_Selected text_
After completing this period of work, they renamed “Human Gene Connectome II” the “Network-based Heterogeneity Clustering”. At this point, their aims were defined as being generally indistinguishable from ours. That is, “the detection of physiological homogeneity in a cohort of patients sharing a clinical phenotype but with high genetic heterogeneity - a hallmark of severe infectious diseases” (Casanova via twitter), as presented in their next paper on this topic (Casanova & Abel, 2020).
Shen-Ying Zhang came on board as senior author on the next two papers. With an excellent database of immune disorders and infections, the team could gradually build their software. Exomes from patients with HSV-1 encephalitis were used for testing successive versions in (Bastard et al., 2021) and (Gao et al., 2021).
Quoting Casanova “When they were capable of detecting the known TLR3-IFN needles in the HSE stack, they installed camp 1, rested a bit and reported to me on the radio, while I was watching them from the basecamp with binoculars. I encouraged them to push for the final ascent and they did.”
With the same goal as our own - producing unbiased methods for detection of biologically-connected causal genetic variation - they found new gene variants that interact via the TLR3-IFN protein pathway, in individual patients. Shen-Ying Zhang found them to be biochemically deleterious, an important factor for validation of genetic-first aproaches. In this case, Zhang et al get as close to the “gold-standard” as anyone to date.
The functional validation of candidate variants in disease then provided a proof-of-principle indication that they could detect physiological homogeneity in the midst of genetic heterogeneity (Zhang et al., 2021).
Quoting Casanova “A computational approach for detecting physiological homogeneity in the midst of genetic heterogeity. That was terrific!”.
An aside on what I call the “gold-standard” for our field should be:
- Unbiased statistical detection of a genetic phenomenon.
- Validation by functional models under systematic control.
Part [1] Depends on patient cohorts that are large enough to detect the effect based on the phenotype strength - difficult for rare disease.
Part [2] Depends on independently testing biological mechanisms.This second step generally consists of two hurdles:
- If the same researchers perform (1) genetic stats and (2) functional work, there is a bias that is difficult to avoid when trying to functionally validate statistically positive results.

_Supplied material_
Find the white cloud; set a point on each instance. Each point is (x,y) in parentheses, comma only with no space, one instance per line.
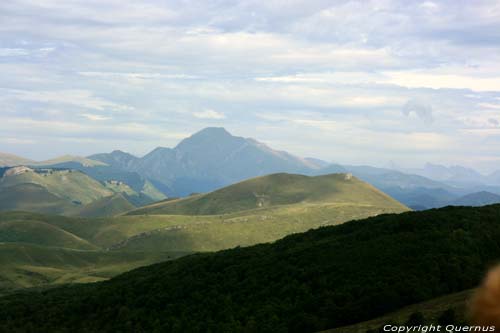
(76,97)
(209,114)
(430,79)
(94,117)
(489,105)
(7,52)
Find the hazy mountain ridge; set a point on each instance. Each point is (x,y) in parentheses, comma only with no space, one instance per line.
(210,159)
(213,158)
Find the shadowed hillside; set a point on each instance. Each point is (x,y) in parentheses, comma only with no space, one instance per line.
(324,278)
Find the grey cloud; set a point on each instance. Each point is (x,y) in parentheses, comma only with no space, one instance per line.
(420,109)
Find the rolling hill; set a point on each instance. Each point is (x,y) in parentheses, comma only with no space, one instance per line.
(477,199)
(213,158)
(65,192)
(292,203)
(324,278)
(276,190)
(7,160)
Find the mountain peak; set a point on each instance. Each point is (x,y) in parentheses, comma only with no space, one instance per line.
(213,132)
(207,136)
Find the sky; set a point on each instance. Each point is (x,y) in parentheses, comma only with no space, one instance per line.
(353,82)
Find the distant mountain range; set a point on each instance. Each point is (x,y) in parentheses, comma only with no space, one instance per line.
(213,158)
(209,159)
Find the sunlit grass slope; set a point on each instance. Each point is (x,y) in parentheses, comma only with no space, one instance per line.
(276,190)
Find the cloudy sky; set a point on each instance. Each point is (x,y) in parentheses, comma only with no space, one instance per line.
(362,82)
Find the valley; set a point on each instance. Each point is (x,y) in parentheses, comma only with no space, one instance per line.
(322,279)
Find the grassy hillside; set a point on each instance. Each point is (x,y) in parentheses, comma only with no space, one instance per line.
(324,278)
(40,233)
(34,198)
(68,192)
(29,265)
(276,190)
(107,206)
(70,185)
(12,160)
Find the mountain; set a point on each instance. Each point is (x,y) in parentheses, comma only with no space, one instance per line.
(12,160)
(209,159)
(258,210)
(62,191)
(477,199)
(416,192)
(454,175)
(277,190)
(494,178)
(308,282)
(67,159)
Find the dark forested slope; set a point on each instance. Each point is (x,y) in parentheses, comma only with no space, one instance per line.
(306,282)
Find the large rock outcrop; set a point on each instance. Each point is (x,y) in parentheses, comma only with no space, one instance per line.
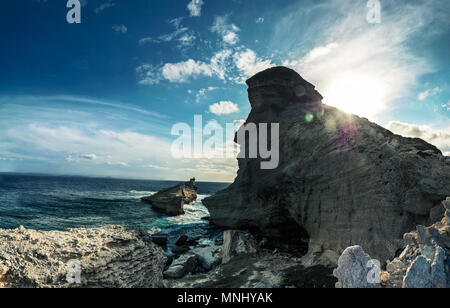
(171,200)
(109,257)
(341,179)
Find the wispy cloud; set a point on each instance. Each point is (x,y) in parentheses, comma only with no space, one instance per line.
(223,108)
(104,6)
(348,45)
(428,93)
(439,138)
(120,28)
(227,31)
(195,8)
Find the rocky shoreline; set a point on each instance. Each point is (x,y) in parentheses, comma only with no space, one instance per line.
(113,257)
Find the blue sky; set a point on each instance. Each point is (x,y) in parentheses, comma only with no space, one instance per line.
(100,98)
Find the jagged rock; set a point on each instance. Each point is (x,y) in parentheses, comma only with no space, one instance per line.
(171,200)
(182,266)
(419,274)
(107,257)
(341,180)
(425,259)
(160,240)
(447,208)
(354,269)
(237,243)
(208,257)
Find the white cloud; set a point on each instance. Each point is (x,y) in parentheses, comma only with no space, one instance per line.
(248,63)
(428,93)
(120,28)
(224,107)
(88,156)
(228,32)
(181,72)
(195,8)
(148,74)
(350,48)
(439,138)
(104,6)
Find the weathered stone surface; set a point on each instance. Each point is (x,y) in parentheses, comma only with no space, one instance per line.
(208,257)
(108,256)
(354,269)
(425,260)
(341,179)
(182,266)
(237,243)
(171,200)
(418,275)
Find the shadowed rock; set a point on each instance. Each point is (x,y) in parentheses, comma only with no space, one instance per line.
(342,180)
(171,200)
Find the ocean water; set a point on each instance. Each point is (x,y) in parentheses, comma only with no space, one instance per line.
(60,203)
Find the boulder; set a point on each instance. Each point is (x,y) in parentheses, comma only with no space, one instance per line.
(208,257)
(341,180)
(182,266)
(160,240)
(171,201)
(355,270)
(237,243)
(109,257)
(424,263)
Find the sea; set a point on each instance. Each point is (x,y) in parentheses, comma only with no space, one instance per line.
(43,202)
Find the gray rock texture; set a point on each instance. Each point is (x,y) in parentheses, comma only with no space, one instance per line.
(109,257)
(171,200)
(355,271)
(237,243)
(341,179)
(425,261)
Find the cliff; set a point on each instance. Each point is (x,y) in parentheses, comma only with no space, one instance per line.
(341,181)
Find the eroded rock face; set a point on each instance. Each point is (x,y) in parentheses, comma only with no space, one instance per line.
(237,243)
(425,261)
(355,270)
(342,179)
(171,200)
(110,257)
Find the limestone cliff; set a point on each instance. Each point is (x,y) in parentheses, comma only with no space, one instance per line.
(341,179)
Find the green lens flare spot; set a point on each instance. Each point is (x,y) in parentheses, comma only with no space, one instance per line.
(309,117)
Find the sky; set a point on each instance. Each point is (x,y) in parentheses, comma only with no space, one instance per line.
(100,98)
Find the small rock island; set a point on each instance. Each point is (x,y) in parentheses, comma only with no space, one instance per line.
(171,200)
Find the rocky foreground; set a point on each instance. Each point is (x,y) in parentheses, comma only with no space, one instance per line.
(341,181)
(108,257)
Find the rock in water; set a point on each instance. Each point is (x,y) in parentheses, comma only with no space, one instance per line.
(341,179)
(236,243)
(171,200)
(109,257)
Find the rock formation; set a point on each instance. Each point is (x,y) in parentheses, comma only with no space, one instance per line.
(355,270)
(171,200)
(342,180)
(423,263)
(425,260)
(109,257)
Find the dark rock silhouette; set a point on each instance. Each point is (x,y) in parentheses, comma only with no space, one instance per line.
(342,180)
(171,200)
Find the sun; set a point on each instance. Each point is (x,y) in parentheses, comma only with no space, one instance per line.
(358,94)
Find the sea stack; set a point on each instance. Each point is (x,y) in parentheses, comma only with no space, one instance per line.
(171,200)
(341,181)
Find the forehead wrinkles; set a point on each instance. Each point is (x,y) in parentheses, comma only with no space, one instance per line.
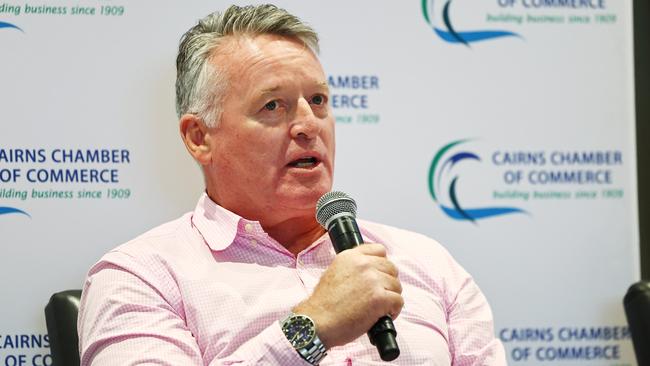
(246,61)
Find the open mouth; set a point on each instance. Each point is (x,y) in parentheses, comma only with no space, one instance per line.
(306,162)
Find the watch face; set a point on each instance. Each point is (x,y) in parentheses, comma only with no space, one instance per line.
(300,331)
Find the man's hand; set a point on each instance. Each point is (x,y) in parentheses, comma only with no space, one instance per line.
(358,288)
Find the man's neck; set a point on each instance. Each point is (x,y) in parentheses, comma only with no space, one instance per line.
(295,234)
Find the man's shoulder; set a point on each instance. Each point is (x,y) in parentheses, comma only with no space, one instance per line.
(161,241)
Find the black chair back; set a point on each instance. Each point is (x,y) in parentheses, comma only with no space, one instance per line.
(637,310)
(61,318)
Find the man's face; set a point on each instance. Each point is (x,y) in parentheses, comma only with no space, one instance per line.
(273,149)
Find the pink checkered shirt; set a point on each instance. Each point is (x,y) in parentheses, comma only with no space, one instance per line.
(211,287)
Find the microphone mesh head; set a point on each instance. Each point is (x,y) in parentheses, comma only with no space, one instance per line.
(334,203)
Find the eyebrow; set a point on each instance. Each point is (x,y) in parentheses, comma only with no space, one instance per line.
(320,84)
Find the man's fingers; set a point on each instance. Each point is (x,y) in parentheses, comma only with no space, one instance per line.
(390,283)
(396,302)
(385,266)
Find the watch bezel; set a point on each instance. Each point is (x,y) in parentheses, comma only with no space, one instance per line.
(297,319)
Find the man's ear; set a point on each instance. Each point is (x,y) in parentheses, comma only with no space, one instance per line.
(195,136)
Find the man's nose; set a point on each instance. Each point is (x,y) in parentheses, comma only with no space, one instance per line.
(305,124)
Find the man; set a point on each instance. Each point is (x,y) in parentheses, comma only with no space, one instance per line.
(250,273)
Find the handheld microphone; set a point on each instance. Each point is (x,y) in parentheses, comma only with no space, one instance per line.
(336,212)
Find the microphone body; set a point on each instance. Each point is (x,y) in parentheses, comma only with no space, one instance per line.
(345,234)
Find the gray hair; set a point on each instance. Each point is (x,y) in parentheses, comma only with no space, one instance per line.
(200,86)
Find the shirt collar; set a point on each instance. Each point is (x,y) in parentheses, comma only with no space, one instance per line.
(218,226)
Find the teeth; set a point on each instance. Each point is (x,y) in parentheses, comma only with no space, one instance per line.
(304,163)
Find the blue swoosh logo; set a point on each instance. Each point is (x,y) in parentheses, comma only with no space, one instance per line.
(465,37)
(457,212)
(12,210)
(9,25)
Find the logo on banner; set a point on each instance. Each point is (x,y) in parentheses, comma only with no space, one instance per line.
(450,34)
(6,25)
(444,190)
(508,180)
(12,210)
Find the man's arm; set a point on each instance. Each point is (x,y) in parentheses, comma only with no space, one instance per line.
(127,317)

_Task set_
1. Decide whether each statement agrees with the passage on detecting causal genetic variation. For each, answer yes or no and quote the deciding words.
(a) Shen-Ying Zhang joined as senior author on the next two papers.
(b) The author presents the first part of the "gold-standard" as easy to meet for rare disease.
(c) Successive versions of the team's software were tested on exomes from patients with HSV-1 encephalitis.
2. Continue the passage on detecting causal genetic variation from its last sentence.
The records can be set aside here.

_Numbered responses_
1.
(a) Yes: "Shen-Ying Zhang came on board as senior author on the next two papers."
(b) No: "difficult for rare disease."
(c) Yes: "Exomes from patients with HSV-1 encephalitis were used for testing successive versions"

2.
- If the statistical genetic associations happen to contain a false positive for something like severe rare immune disease, the sensitive functional models may detect a damaging response. One might find a truly damaging biological mechanism, but if the statistical genetic association is not correct then this biological mechanism should not be deemed causal; back-tracking at this stage would be very difficult due to self-imposed bias.
Ideally, in the future we hope to see a separation of the two steps (stat genetics and wet-lab) such that each are performed independently. The wet-lab would also ideally focus their routines on a particular protein pathway/system with SOPs that improve accuracy and precision (e.g. clinical diagnostics labs, clinical trials) rather than setting up models for each new study.
Returning to our historical review, we have been producing our protocols similarly in parallel. With patient cohorts of comparable sizes and phenotypes we will soon have a complementary validation of protocols. However, great care is also being taken to test and select the most reliable statistical methods for association testing - an improvement to the fine work by (Zhang et al., 2021).
Best practices in candidate variant selection protocols are basically standardised as of 2021, so the main remaining task is standardisation of the protein-pathway annotation and association testing methods - steps which we will soon be ready to publish after peer-review.